--- Excerpted text ---
^^^^^^^^^^^^^^^^

Bayesian multivariate re-analysis of large genetic studies identifies many novel associations

Genome-wide association studies (GWAS) are now a common tool to identify genetic variants that affect traits of interest. To date, the NHGRI GWAS Catalog has over 24,000 SNP-phenotype associations. However, the vast majority of these GWAS are conducted in univariate frameworks, ie when genetic variants are only tested against a single phenotype one at a time. This is in contrast to multivariate frameworks where genetic variants are tested against different combinations of traits simultaneously. Under many biological scenarios, taking into account the context of multiple phenotypes drastically increases power. Additionally, by testing combinations of traits, multivariate frameworks allow researchers to investigate a greater level of biological complexity. Despite these clear advantages, multivariate analyses are seldom implemented. Univariate GWAS already involve a large computational and statistical burden; performing an additional, exponentially greater number of tests is highly deterring. Furthermore, it is often unclear how to properly compare different multivariate models even when they can be efficiently conducted.

^^^^^^^^^^^^^^^^

--- Listed entries ---

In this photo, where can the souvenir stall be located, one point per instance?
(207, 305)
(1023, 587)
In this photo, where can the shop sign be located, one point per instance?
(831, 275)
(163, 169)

^^^^^^^^^^^^^^^^

--- What you will do ---
Summarize the text on multivariate genetic association studies in two sentences. The records come from a separate source unrelated to the text.

--- Response for this exercise ---
Most genome-wide association studies test genetic variants against one phenotype at a time, although multivariate frameworks that test combinations of traits together can greatly increase power and capture more biological complexity. Multivariate analyses are still seldom used because they add an exponentially greater number of tests to an already heavy computational and statistical burden, and it is often unclear how to properly compare the different models.